= MARCHE À SUIVRE =
Renvoyez sans aucune modification le passage du texte sur la pisciculture québécoise qui commence par « Des poissons ontariens » et se poursuit jusqu'à « explique M. Lallier. ».

= TEXTE À ÉTUDIER =
Le Québec est le seul producteur mondial d’omble de fontaine (truite mouchetée), une espèce qui vit en eau froide et qui est particulièrement appréciée des pêcheurs. Mais il exploite aussi la truite arc-en-ciel et, de façon marginale, le doré et la perchaude. Le stock des pisciculteurs est vendu sous formes d’œufs ou d’alevins à des exploitants de pourvoiries et d’étangs de pêche et à des particuliers riverains partout sur le territoire. Les pisciculteurs vendent aussi aux poissonniers et aux chaînes d’alimentation des poissons adultes (âgés de 18 mois à 2 ans) pour la consommation.

Des poissons ontariens sur les étals

La survie des pisciculteurs québécois est menacée par la nature même de cette industrie. Plusieurs producteurs ont en effet lancé et fait progresser leur entreprise avec les moyens du bord. «La plupart sont des entreprises familiales qui se sont adaptées comme elles le pouvaient à la demande», explique M. Lallier.

Résultat: les populations de poissons «québécois» ne sont pas toujours les plus rentables et des truites de l’Ontario et même des États-Unis (de l’Idaho) viennent leur damer le pion. Si l’on veut commercialiser des poissons plus dodus et moins chers, il faut multiplier les croisements, rentabiliser chaque étape de la production. «Le matériel génétique des poissons n’est pas exploité à son maximum, et les chercheurs peuvent apporter leur contribution à ce chapitre», dit M. Lallier. Il ne s’agit pas de créer des espèces transgéniques mais de sélectionner les meilleurs individus pour produire des lignées plus intéressantes. Un professeur de la Faculté de médecine de l’Université de Montréal, Pierre Belhumeur, s’intéresse à ce volet.

Lui-même spécialiste des maladies infectieuses, Réal Lallier s’attaquera à la furonculose et à la maladie bactérienne du rein, deux infections qui peuvent décimer jusqu’à 50 % d’une population de poissons en quelques jours. Quand on pense qu’une pisciculture peut contenir plus de 100 tonnes de poissons, la perte est considérable. Ses travaux de recherche ont permis la création d’une trousse pour le diagnostic de ces maladies.

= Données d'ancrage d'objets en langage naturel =

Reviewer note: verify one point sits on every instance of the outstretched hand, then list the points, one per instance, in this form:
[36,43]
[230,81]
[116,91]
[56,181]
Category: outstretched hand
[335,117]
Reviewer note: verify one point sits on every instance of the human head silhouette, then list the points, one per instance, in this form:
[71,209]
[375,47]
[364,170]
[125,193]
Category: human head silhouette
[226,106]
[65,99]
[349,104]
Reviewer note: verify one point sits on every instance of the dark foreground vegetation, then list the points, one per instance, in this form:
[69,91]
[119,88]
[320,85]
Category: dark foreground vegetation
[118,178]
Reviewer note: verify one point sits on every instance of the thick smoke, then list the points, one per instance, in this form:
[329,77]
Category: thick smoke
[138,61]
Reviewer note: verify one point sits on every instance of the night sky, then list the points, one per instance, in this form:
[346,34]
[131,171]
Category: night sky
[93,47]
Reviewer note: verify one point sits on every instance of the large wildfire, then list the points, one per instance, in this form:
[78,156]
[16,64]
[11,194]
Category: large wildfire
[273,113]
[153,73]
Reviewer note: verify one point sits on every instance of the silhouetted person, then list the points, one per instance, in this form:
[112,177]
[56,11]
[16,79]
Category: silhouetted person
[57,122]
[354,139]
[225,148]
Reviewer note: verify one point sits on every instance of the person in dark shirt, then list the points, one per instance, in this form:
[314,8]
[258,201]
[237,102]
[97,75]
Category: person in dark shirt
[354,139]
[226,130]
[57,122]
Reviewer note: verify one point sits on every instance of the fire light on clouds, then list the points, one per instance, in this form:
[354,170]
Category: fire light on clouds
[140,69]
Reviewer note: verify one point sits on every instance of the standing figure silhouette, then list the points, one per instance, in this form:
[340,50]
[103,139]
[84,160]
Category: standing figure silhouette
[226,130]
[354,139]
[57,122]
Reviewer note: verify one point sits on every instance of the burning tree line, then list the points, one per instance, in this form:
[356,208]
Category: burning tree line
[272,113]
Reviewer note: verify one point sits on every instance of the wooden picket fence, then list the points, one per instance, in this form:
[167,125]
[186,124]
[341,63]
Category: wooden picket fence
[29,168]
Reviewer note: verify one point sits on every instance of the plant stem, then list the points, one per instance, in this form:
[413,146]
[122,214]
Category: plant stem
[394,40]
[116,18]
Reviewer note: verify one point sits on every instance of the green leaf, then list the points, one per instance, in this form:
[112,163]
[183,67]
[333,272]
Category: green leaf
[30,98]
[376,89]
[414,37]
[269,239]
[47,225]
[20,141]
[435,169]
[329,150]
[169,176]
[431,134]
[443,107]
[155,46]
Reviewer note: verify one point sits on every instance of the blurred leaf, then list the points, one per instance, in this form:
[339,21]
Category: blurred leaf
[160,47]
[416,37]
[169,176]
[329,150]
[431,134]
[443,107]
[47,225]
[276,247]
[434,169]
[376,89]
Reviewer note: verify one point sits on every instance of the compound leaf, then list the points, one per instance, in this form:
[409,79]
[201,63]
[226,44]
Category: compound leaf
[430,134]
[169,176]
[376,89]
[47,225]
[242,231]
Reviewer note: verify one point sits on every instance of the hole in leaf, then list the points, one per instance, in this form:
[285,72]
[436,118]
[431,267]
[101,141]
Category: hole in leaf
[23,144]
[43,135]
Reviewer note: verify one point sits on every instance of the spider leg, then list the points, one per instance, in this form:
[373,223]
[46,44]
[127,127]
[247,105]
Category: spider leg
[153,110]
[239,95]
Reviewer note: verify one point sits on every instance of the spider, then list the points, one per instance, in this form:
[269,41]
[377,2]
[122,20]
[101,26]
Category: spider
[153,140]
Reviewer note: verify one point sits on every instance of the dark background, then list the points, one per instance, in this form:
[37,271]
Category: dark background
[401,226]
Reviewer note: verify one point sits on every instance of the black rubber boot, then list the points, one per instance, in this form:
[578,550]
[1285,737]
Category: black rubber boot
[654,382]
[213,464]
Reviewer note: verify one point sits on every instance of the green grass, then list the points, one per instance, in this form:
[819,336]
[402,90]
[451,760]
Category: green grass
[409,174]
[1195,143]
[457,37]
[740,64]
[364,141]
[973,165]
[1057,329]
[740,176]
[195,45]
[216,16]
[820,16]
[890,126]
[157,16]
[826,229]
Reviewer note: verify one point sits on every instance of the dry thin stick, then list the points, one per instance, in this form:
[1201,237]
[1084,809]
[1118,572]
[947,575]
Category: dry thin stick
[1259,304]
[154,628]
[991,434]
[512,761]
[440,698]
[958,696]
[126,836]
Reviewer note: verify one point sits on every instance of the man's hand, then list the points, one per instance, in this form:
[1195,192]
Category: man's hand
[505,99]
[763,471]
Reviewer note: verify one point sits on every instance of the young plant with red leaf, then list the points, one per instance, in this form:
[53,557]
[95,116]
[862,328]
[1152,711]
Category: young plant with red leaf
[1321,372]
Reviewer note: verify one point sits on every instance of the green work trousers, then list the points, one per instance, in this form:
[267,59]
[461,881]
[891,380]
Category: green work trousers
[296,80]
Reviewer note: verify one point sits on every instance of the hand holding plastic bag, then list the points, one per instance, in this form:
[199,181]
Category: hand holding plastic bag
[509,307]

= CORRIGÉ =
Des poissons ontariens sur les étals

La survie des pisciculteurs québécois est menacée par la nature même de cette industrie. Plusieurs producteurs ont en effet lancé et fait progresser leur entreprise avec les moyens du bord. «La plupart sont des entreprises familiales qui se sont adaptées comme elles le pouvaient à la demande», explique M. Lallier.